GIVEN ENTRIES:
^^^^^^^^

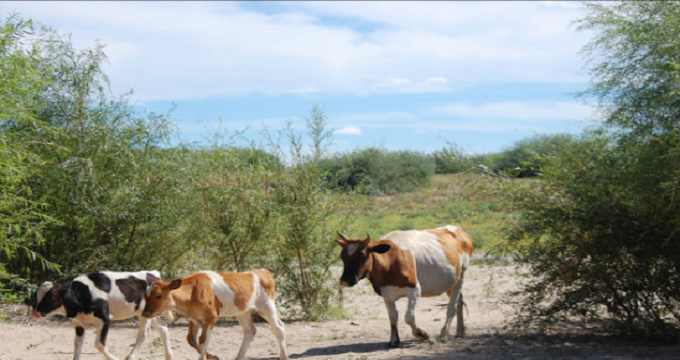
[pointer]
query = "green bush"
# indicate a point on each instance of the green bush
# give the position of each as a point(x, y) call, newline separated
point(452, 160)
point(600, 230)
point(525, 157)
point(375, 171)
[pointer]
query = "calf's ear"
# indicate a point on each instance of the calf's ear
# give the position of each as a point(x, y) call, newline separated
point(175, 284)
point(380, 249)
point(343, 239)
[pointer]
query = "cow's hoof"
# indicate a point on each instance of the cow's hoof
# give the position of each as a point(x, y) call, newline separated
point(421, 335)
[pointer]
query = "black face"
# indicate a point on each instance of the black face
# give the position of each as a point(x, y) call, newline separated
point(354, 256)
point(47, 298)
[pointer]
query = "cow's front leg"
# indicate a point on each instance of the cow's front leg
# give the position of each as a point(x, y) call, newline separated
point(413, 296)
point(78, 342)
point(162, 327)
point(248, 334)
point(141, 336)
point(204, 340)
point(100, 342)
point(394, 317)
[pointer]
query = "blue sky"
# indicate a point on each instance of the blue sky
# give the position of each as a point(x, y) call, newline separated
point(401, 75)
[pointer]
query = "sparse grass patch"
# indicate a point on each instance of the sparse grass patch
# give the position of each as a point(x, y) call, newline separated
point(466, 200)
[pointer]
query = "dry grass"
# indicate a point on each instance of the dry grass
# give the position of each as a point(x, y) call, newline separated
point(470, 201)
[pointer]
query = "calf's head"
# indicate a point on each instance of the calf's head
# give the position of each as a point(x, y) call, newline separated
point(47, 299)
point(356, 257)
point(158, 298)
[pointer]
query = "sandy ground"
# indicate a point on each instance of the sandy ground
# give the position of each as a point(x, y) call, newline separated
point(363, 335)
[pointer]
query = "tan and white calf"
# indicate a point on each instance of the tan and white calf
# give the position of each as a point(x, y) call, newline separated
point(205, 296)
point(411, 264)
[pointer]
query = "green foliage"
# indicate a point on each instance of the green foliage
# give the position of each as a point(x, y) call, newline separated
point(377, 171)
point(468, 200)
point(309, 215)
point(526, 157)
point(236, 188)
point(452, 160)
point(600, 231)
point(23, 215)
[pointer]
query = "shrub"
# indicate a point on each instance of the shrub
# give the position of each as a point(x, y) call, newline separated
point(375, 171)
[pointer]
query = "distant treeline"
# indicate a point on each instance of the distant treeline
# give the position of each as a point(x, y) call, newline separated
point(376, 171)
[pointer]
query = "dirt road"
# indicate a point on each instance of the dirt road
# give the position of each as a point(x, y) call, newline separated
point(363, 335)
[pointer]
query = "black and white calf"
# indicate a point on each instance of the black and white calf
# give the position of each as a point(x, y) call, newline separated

^^^^^^^^

Within the data, how many lines hold the word "hoof"? State the number alone.

RESPONSE AREA:
2